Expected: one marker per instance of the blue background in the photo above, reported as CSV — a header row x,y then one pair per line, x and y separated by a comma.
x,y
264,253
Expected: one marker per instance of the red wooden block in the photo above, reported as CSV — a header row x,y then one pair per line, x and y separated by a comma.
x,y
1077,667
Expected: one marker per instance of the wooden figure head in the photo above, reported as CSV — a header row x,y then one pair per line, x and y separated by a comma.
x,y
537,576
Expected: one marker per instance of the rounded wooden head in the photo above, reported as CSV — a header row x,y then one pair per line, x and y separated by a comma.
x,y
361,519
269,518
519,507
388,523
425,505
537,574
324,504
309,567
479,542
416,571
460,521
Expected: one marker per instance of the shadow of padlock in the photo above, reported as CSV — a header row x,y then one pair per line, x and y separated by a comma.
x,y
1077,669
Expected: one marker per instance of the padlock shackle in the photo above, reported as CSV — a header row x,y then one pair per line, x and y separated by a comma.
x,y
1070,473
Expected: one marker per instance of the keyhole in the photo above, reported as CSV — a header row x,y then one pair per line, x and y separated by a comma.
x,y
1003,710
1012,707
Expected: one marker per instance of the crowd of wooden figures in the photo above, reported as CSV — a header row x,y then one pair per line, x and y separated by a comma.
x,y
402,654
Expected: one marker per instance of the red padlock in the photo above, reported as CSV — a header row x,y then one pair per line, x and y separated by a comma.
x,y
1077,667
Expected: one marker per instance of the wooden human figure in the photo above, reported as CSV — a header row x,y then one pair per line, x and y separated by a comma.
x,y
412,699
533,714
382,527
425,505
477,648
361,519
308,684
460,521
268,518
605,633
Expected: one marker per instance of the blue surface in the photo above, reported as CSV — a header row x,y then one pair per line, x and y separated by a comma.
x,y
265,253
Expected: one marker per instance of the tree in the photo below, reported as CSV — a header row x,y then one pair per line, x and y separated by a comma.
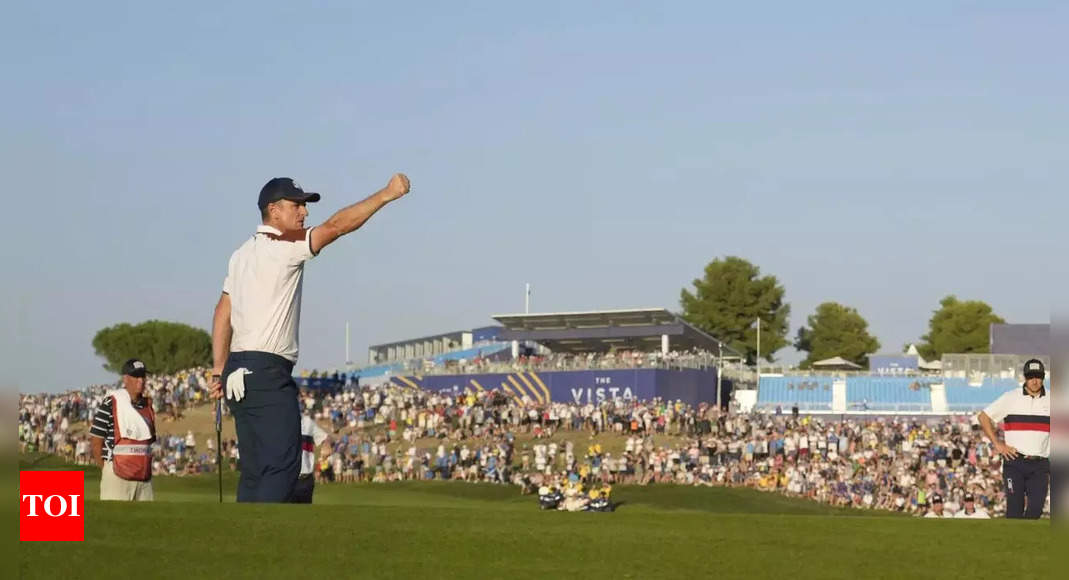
x,y
165,347
959,327
835,330
727,302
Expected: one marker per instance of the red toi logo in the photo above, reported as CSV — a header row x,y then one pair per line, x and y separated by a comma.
x,y
51,506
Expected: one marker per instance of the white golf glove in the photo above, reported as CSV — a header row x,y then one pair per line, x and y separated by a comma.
x,y
235,383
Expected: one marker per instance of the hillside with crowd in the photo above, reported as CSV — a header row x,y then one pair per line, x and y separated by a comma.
x,y
387,433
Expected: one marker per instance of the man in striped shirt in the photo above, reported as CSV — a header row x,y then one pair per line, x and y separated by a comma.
x,y
1025,414
103,437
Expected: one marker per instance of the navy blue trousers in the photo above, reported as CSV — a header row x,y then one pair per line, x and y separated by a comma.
x,y
1026,482
267,421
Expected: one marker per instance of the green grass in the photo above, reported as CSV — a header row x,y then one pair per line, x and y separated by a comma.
x,y
456,530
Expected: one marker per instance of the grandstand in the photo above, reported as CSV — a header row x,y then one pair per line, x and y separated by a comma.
x,y
563,357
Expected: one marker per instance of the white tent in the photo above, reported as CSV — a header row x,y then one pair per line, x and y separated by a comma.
x,y
836,363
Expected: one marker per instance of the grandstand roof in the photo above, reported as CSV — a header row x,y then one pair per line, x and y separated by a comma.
x,y
604,330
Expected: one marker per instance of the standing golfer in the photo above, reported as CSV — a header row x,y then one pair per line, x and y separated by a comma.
x,y
256,328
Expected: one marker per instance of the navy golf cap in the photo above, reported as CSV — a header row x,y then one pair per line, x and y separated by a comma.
x,y
284,188
1034,369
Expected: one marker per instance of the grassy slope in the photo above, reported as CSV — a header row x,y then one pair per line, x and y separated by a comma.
x,y
436,530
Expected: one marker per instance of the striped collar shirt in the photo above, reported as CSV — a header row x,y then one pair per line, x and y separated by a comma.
x,y
1025,419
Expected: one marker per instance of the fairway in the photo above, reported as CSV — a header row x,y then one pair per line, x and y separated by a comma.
x,y
458,530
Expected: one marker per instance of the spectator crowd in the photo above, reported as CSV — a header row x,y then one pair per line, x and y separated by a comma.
x,y
388,433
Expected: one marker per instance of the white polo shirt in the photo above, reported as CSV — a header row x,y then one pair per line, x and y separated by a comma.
x,y
1026,421
264,281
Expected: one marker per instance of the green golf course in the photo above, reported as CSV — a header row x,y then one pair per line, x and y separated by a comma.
x,y
459,530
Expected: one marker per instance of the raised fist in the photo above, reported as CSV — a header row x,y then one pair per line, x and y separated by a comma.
x,y
398,186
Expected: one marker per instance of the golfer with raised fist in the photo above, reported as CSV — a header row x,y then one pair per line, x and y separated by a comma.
x,y
256,327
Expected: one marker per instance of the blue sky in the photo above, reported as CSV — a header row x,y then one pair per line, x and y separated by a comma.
x,y
880,156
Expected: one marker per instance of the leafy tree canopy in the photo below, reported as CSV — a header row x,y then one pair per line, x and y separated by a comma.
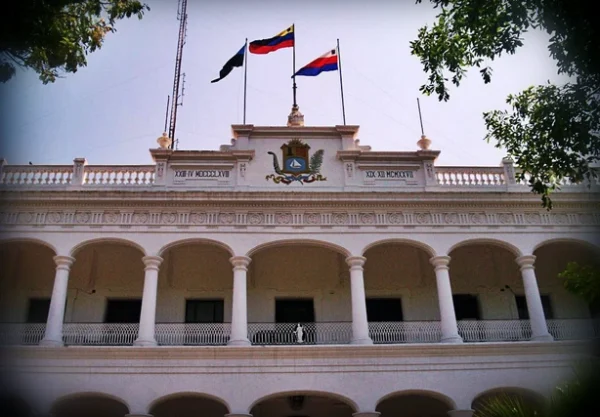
x,y
551,131
54,36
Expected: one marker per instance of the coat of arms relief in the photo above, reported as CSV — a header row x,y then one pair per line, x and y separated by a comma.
x,y
297,164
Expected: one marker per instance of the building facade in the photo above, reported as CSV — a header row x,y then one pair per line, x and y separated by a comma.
x,y
294,272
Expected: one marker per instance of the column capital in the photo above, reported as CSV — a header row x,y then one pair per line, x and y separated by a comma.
x,y
240,261
356,261
526,261
63,261
152,262
441,261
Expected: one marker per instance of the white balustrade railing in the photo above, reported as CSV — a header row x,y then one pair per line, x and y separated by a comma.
x,y
121,175
105,334
21,333
405,332
323,333
200,334
41,175
470,176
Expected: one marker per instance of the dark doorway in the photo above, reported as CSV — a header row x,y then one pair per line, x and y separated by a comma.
x,y
204,311
384,309
466,307
123,311
37,312
294,311
522,307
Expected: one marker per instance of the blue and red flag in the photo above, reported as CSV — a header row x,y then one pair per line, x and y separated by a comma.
x,y
326,62
284,39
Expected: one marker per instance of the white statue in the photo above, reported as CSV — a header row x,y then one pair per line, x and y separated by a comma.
x,y
299,332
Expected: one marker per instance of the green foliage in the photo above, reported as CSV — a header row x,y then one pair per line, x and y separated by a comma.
x,y
552,132
582,280
54,36
506,405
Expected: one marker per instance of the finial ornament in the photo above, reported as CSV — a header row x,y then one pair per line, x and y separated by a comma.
x,y
295,118
424,142
164,141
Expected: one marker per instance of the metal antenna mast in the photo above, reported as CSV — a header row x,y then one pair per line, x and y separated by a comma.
x,y
182,17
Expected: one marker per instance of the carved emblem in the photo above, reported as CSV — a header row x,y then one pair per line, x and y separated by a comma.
x,y
297,166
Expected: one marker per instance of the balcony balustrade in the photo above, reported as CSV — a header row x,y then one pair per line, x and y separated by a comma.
x,y
321,333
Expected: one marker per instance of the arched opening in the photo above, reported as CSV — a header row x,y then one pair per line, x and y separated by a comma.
x,y
303,404
513,397
89,405
414,404
552,258
195,289
27,272
295,283
401,293
486,288
189,405
105,294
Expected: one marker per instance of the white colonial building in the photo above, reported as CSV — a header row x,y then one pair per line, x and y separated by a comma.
x,y
294,272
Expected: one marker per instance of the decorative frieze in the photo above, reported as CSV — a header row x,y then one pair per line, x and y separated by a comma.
x,y
312,218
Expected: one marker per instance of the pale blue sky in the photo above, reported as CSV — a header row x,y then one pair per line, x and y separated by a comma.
x,y
112,111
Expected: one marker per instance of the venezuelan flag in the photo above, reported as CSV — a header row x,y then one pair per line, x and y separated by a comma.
x,y
326,62
284,39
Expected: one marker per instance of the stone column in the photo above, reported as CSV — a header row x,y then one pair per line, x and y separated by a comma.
x,y
461,413
148,313
447,313
537,320
239,314
360,324
56,313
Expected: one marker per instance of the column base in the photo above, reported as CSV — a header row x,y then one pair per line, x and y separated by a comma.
x,y
542,338
452,339
51,343
239,342
461,413
366,341
145,342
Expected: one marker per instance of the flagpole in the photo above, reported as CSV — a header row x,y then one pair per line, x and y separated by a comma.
x,y
341,83
294,64
245,76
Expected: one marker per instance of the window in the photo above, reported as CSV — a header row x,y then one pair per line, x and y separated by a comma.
x,y
522,307
294,311
123,311
37,312
384,309
466,307
204,311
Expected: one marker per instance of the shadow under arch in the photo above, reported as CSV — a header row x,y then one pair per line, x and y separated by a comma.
x,y
192,241
299,242
409,242
573,241
92,404
117,240
449,402
486,241
30,240
312,393
538,400
220,407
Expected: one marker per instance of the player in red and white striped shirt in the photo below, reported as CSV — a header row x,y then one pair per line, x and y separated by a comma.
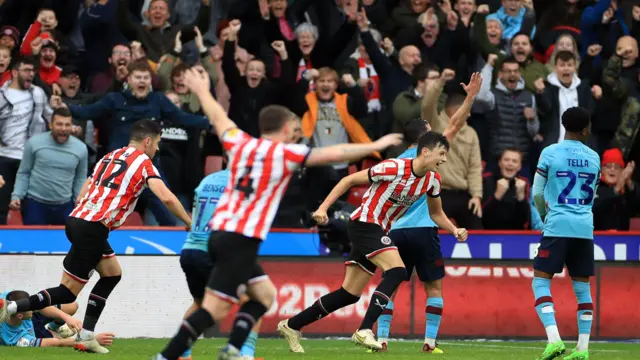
x,y
260,172
395,185
106,199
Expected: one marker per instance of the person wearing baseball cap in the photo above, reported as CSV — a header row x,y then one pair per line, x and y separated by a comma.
x,y
618,195
45,47
9,36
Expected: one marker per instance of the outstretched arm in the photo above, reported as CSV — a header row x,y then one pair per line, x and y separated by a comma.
x,y
350,152
539,182
198,82
458,119
359,178
438,216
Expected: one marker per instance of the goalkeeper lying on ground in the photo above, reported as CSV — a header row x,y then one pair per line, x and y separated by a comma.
x,y
51,326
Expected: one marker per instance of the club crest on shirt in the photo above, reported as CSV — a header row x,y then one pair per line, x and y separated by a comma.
x,y
405,200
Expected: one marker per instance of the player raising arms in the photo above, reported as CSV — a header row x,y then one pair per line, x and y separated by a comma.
x,y
106,200
415,234
563,189
260,170
395,185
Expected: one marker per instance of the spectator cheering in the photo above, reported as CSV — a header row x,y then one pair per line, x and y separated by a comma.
x,y
51,174
618,195
23,114
506,195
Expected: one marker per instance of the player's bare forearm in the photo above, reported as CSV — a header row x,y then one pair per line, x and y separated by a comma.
x,y
429,106
83,191
443,222
539,202
55,313
217,116
459,118
359,178
340,153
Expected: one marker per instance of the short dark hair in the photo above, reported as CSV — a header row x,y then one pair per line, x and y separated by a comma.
x,y
21,60
145,128
576,119
432,139
510,149
61,112
421,72
414,129
179,69
509,60
273,117
16,295
521,34
565,56
454,100
140,65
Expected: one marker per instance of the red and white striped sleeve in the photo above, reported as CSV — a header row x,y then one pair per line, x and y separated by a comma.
x,y
233,137
385,171
434,188
149,171
296,155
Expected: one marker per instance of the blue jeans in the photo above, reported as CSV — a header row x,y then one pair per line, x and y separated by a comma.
x,y
37,213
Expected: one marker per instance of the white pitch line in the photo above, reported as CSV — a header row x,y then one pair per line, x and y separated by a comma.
x,y
472,343
516,346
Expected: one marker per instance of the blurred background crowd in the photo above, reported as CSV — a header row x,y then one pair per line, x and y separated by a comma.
x,y
75,75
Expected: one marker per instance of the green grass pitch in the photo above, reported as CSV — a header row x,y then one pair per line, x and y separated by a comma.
x,y
331,349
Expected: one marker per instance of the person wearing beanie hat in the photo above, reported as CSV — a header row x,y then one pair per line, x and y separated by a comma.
x,y
45,47
617,195
9,36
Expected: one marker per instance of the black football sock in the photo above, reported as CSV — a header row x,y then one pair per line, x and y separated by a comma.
x,y
188,333
247,316
48,297
322,308
381,297
97,300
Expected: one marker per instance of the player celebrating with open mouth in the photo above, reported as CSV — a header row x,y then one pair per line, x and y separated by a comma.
x,y
395,185
107,198
260,170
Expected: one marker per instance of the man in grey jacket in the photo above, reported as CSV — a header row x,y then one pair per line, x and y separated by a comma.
x,y
24,112
511,112
51,174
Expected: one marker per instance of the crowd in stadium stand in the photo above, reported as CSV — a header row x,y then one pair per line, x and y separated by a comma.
x,y
352,70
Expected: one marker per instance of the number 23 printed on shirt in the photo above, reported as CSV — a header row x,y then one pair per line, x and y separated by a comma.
x,y
586,187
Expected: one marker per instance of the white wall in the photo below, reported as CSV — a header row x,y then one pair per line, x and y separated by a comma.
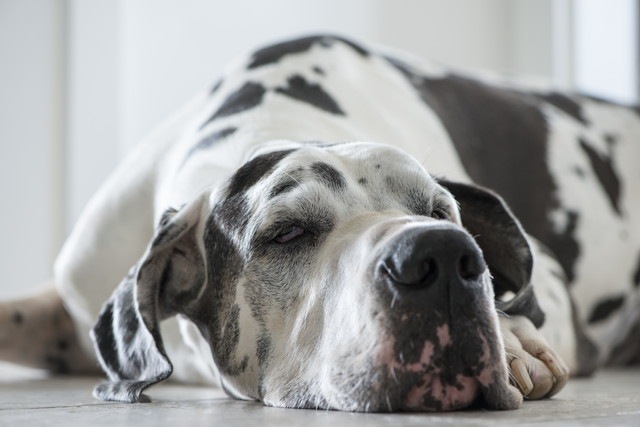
x,y
32,116
84,80
606,48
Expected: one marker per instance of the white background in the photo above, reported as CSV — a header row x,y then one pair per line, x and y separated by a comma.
x,y
82,80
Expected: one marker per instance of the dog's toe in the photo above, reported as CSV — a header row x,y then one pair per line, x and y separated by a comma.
x,y
534,367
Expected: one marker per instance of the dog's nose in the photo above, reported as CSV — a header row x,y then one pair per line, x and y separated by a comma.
x,y
419,257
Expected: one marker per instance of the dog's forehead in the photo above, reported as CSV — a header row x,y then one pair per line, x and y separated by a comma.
x,y
342,167
326,179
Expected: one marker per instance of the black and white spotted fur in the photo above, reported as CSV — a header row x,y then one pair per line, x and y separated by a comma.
x,y
310,259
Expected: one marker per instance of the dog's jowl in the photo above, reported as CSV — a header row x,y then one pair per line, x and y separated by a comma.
x,y
330,227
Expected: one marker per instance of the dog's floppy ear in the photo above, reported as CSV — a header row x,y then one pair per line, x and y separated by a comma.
x,y
504,245
168,277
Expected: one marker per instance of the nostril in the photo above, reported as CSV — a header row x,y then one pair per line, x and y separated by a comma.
x,y
417,272
470,266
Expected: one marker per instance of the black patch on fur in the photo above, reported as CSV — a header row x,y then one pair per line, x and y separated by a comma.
x,y
602,166
208,141
263,349
17,318
301,90
605,308
567,105
564,244
215,87
333,178
224,265
501,138
248,96
252,171
274,53
283,187
104,338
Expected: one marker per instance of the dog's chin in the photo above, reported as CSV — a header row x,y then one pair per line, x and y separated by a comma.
x,y
434,381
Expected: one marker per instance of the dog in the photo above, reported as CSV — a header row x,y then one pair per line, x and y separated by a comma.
x,y
344,227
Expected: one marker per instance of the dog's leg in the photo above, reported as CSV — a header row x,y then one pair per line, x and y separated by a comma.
x,y
37,332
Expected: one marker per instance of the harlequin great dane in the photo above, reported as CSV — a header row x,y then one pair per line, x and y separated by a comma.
x,y
336,227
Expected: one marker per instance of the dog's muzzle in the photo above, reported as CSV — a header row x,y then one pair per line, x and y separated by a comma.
x,y
438,346
419,258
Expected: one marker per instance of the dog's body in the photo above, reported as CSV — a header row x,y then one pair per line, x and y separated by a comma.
x,y
288,265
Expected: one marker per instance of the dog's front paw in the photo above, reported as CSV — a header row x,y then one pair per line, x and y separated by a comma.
x,y
534,367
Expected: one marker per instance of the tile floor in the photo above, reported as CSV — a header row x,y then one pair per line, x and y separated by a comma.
x,y
611,398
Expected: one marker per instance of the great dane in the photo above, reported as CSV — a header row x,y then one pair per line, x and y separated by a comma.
x,y
336,226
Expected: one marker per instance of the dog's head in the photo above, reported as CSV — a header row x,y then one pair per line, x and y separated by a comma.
x,y
339,276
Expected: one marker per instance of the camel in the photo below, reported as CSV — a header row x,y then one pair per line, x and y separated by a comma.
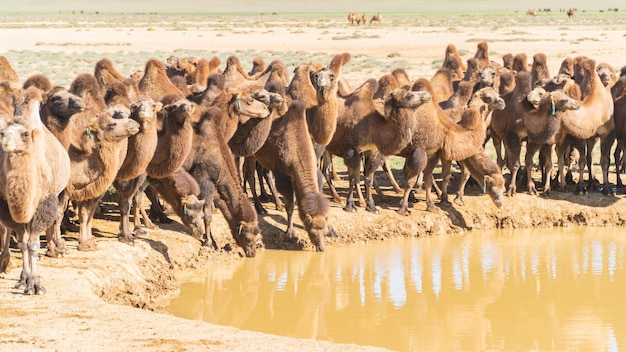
x,y
7,73
294,166
35,172
140,150
155,82
175,138
41,81
181,191
212,164
376,18
360,115
594,120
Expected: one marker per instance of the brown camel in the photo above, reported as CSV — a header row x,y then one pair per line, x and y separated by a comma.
x,y
212,164
594,120
155,82
439,137
175,138
294,166
141,148
7,73
35,172
181,191
393,122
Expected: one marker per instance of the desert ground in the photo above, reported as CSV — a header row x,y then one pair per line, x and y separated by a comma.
x,y
113,299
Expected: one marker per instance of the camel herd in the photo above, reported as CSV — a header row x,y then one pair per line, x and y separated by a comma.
x,y
192,135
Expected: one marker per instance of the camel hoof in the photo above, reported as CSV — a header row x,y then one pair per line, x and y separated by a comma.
x,y
130,240
88,246
140,231
372,209
5,265
350,208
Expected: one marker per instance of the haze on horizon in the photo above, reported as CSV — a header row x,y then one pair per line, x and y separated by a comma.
x,y
290,6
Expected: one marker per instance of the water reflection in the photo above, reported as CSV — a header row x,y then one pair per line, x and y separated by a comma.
x,y
508,290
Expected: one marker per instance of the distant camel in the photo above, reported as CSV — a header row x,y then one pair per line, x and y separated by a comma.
x,y
376,18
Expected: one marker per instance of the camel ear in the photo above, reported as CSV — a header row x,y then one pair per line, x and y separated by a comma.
x,y
379,105
308,220
242,225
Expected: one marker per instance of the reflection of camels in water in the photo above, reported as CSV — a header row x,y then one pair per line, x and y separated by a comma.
x,y
446,293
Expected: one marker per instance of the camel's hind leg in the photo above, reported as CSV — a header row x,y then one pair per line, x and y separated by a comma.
x,y
285,187
5,254
413,166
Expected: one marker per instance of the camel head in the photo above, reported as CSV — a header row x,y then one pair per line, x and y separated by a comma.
x,y
193,215
18,139
495,188
489,97
145,110
176,110
62,103
606,73
404,98
487,76
247,237
112,125
246,107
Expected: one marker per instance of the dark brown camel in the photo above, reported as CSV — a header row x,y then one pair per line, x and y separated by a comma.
x,y
294,166
393,122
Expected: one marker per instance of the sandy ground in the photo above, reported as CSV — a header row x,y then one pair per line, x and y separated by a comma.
x,y
112,299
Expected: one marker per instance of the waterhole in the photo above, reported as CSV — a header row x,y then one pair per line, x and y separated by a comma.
x,y
540,289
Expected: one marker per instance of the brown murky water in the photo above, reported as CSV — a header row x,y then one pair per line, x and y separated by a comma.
x,y
543,289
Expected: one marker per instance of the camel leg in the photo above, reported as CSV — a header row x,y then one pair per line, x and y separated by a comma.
x,y
249,171
446,173
513,146
465,175
606,142
392,179
428,181
269,179
285,187
327,171
352,160
86,210
531,150
5,254
139,212
370,167
156,210
413,167
55,243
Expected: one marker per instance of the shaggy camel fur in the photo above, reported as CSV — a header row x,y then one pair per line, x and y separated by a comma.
x,y
393,122
175,139
212,164
294,166
141,148
7,73
155,82
181,191
594,120
438,137
35,171
487,173
475,112
96,165
39,81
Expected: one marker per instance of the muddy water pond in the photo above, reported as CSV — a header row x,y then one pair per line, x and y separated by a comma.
x,y
541,289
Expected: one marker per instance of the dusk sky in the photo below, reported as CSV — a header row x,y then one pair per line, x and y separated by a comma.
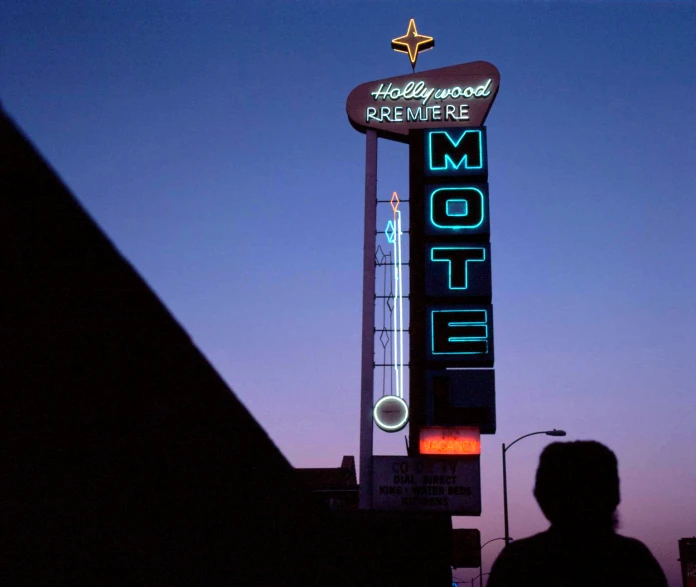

--*--

Written problem -
List each line of the listing above that contains the word "arms".

Output of the task -
Expected: one marker per instance of the coat of arms relief in the photo above, reported as CSV — a header row x,y then one pair per line, x and y separated by a comma.
Expected: one marker per instance of the player raising arms in the photo above, reported as CSV — a header row x,y then one pair per line, x and y separated by a comma.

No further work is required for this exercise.